Mr. Dorsey’s leadership and focus had been questioned by employees and investors for some time. His departure comes a year and a half after he survived an attempted ouster from the activist investor Elliott Management.

 

Chief among Elliott’s concerns was that Mr. Dorsey’s attention was divided between the two companies he led. The firm believed that Twitter had fallen behind social media rivals in increasing its stock price and adding innovative new products.

 

Some employees rallied around Mr. Dorsey during the attempt to force him out, using the hashtag #WeBackJack as a rallying cry.

 

In March 2020, Elliott Management struck a deal with Silver Lake, one of Silicon Valley’s biggest investors in technology companies, that allowed Mr. Dorsey to remain at Twitter. The deal also gave Jesse Cohn, the Elliott executive who oversaw the Twitter campaign, a seat on Twitter’s board. Mr. Cohn joined a five-member committee that led a review of Twitter’s C.E.O. succession planning.

 

Last November, that committee completed its review, saying that it had “updated the C.E.O. succession plan in line with best practices,” according to a regulatory filing, laying a path for the transition. Twitter’s stock began to climb, and in February, Mr. Dorsey announced an ambitious plan to double Twitter’s revenue by the end of 2023. The company also sped up its product pace, releasing new features like audio chat, newsletters and tipping.



Mr. Cohn stepped down from Twitter’s board in June.
..........
Challenges:
• a. Which lines of the entries below contain the word "arched"? Gather each of them, copied in full.
• b. Can you pick up the passage above about Mr. Dorsey's leadership of Twitter and continue it past its final sentence?

[Boundary annotation records]
..........
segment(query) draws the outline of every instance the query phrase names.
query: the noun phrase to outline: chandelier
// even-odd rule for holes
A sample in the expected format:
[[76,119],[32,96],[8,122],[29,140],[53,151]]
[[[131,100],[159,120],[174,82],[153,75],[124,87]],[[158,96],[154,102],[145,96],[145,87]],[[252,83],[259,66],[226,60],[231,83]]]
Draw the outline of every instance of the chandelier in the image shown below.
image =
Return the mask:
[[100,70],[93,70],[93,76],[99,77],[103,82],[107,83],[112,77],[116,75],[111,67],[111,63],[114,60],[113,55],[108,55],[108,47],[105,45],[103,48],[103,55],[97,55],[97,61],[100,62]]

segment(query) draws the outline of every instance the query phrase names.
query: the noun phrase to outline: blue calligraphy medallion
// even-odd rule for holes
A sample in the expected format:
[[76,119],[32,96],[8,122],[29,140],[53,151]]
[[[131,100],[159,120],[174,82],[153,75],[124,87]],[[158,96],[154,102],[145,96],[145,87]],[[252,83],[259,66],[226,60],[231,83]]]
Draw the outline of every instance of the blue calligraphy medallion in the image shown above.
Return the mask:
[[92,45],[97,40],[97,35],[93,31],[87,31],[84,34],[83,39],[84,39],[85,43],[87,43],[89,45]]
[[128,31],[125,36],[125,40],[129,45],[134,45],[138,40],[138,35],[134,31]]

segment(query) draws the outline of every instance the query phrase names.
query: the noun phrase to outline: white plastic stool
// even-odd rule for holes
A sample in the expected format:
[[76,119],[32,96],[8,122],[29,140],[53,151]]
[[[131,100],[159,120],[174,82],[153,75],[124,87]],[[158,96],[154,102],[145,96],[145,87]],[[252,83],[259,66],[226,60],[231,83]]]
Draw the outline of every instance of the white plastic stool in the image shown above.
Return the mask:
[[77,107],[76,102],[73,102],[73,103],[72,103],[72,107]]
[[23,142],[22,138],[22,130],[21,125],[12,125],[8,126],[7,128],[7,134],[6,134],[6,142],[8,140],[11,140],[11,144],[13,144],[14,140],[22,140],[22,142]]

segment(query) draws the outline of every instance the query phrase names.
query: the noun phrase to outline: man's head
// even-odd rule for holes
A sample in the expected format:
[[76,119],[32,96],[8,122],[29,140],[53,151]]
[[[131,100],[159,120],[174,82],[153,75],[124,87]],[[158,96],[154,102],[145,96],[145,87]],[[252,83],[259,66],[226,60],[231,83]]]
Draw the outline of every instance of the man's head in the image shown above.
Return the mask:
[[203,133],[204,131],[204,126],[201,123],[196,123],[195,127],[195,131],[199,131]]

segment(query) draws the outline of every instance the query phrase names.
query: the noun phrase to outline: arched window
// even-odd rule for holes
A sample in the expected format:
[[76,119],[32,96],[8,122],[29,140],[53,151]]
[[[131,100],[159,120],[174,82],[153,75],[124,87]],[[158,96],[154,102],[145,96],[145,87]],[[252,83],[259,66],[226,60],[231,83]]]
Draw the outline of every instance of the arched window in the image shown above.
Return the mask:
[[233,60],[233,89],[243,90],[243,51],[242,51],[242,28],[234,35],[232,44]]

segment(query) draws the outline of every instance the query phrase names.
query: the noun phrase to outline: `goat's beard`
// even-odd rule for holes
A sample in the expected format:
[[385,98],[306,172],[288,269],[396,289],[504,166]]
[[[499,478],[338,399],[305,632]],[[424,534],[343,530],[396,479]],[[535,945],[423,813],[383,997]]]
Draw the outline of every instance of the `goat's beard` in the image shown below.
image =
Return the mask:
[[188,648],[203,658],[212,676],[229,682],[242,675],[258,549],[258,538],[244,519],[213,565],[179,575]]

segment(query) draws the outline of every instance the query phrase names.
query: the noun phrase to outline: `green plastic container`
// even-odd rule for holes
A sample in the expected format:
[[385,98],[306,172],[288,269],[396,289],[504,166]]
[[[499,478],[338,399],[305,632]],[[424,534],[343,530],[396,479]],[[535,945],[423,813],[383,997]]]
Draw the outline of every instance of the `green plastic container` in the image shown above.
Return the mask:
..........
Task answers:
• a.
query: the noun phrase to outline: arched window
Draw the outline of every instance of the arched window in the image shown above.

• b.
 

“Our collaboration with Jack and the company for the past two years has been productive and effective,” Mr. Cohn and Marc Steinberg, a senior portfolio manager at Elliott, said in a joint statement. They also praised Mr. Agrawal and Bret Taylor, the president of Salesforce and Twitter’s incoming board chairman, saying: “We are confident that they are the right leaders for Twitter at this pivotal moment for the company.”

 

But some of Twitter’s stock market gains have slipped away in recent months, with shares now worth roughly the same as they were a year ago. Twitter said its revenue grew 37 percent in the third quarter from a year prior, to $1.28 billion, but it lost $537 million.

 

Some legislators have demanded that Twitter do more to address misinformation and hate speech on the platform, while others have accused Mr. Dorsey of censorship and argued that Twitter should allow more content to remain online.

 

The moderation issues have been a persistent irritation for Mr. Dorsey. He had envisioned Twitter as a platform for free speech and bristled at the idea of removing content, especially from world leaders and other newsworthy figures.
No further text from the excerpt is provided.